--- start PASSAGE ---

John Burger - published on 03/29/16 - updated on 06/08/17

Unusual move seems to reflect justices' concern that nonprofits' health plans are being "hijacked" by government

In an unusual move, the U.S. Supreme Court has responded almost immediately after hearing oral arguments involving religious nonprofit organizations and the Obama administration’s requirement that most health insurance plans include contraception.

The high court on Tuesday afternoon asked lawyers on both sides to make new proposals on how contraception might be made available to female employees without involving the nonprofits themselves. There are seven cases that were consolidated into one, bearing the name Zubik v. Burwell. But perhaps the highest profile organization involved is the Little Sisters of the Poor, a 175-year-old religious order of women who serve the elderly poor. They have asked the Supreme Court for protection from the Health and Human Services mandate under the Affordable Care Act that would require the Little Sisters’ insurance plan to provide services that they consider immoral. The Obama administration has tried to work out a way by which the sisters — and other likeminded petitioners — can opt out, but the petitioners say the opt-out mechanism itself would be a trigger for the provision of contraceptive coverage, thus making the nonprofits morally complicit.

--- end PASSAGE ---
--- start ROWS ---

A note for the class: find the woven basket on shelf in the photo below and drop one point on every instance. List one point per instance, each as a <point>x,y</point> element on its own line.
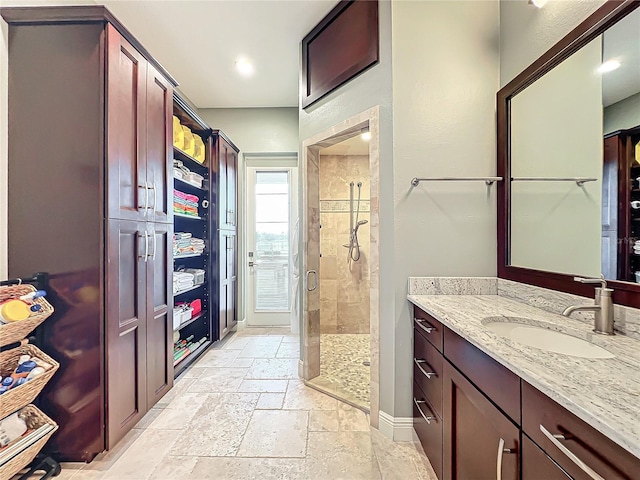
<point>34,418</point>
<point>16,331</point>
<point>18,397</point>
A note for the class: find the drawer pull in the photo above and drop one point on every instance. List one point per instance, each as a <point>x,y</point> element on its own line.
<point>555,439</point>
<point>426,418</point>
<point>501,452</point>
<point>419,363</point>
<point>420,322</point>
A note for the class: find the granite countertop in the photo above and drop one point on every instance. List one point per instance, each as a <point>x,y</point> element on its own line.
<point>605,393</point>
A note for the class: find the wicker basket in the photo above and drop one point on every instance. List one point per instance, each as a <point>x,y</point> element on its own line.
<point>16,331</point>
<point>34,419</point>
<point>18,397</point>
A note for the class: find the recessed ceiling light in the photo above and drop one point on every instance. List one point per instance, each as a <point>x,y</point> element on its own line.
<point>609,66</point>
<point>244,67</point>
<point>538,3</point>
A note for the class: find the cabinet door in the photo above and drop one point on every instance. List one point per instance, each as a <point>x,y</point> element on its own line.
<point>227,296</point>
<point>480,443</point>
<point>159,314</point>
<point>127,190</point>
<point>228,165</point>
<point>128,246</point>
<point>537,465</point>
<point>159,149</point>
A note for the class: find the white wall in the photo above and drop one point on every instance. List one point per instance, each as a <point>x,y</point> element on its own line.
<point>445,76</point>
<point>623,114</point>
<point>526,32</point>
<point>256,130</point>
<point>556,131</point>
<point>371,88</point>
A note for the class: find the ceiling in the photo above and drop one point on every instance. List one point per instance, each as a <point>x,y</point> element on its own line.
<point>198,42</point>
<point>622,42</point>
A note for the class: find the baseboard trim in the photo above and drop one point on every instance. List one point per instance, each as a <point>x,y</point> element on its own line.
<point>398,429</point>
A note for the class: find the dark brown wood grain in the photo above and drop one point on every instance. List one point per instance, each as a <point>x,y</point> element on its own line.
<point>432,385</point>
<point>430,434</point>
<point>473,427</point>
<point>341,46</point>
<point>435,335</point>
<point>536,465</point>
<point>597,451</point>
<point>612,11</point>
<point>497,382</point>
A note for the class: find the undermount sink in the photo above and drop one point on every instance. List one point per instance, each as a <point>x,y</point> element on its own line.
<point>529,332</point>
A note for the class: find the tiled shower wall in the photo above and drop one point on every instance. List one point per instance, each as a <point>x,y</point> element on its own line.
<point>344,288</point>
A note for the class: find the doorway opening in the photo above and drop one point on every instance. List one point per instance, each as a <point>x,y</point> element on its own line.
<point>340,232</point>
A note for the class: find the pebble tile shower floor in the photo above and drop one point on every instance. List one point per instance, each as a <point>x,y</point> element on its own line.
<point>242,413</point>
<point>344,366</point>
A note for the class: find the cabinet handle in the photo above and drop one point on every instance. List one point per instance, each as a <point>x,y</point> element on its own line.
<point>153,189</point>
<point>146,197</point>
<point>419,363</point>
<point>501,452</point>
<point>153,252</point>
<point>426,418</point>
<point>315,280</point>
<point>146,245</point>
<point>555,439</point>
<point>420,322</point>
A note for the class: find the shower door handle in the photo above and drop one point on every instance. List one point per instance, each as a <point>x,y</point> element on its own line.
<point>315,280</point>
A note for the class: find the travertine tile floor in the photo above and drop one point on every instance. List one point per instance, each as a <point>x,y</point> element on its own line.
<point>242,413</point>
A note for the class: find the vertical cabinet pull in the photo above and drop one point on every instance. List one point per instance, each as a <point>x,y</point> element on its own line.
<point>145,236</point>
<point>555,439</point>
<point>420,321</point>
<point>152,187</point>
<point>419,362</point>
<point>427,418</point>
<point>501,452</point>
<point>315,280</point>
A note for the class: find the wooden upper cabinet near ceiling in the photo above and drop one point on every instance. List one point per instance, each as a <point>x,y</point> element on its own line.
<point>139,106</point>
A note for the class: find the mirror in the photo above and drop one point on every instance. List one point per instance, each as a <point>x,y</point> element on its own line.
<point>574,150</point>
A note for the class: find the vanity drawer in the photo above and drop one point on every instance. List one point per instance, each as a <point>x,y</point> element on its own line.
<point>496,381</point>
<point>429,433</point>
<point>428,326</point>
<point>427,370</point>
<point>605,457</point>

--- end ROWS ---

PROBLEMS TO WORK ON:
#1 Answer these from the Supreme Court article:
(a) At what time of day did the high court ask lawyers on both sides for new proposals?
(b) How many cases were consolidated into one?
(c) How old is the Little Sisters of the Poor religious order?
#2 Retype the Supreme Court article's text between "Unusual move seems" and "plans include contraception.", inclusive.
#3 Decide whether each statement agrees with the Supreme Court article. Answer yes or no, and quote the words of the article that settle it.
(a) The consolidated cases bear the name Zubik v. Burwell.
(b) The Supreme Court waited several weeks after oral arguments before responding.
(c) The Little Sisters of the Poor serve orphaned children.
The records have no connection to the Supreme Court article.

LIST OF SOLUTIONS:
#1
(a) Tuesday afternoon
(b) Seven
(c) 175 years old

#2
Unusual move seems to reflect justices' concern that nonprofits' health plans are being "hijacked" by government

In an unusual move, the U.S. Supreme Court has responded almost immediately after hearing oral arguments involving religious nonprofit organizations and the Obama administration’s requirement that most health insurance plans include contraception.

#3
(a) Yes: "There are seven cases that were consolidated into one, bearing the name Zubik v. Burwell."
(b) No: "the U.S. Supreme Court has responded almost immediately after hearing oral arguments"
(c) No: "a 175-year-old religious order of women who serve the elderly poor"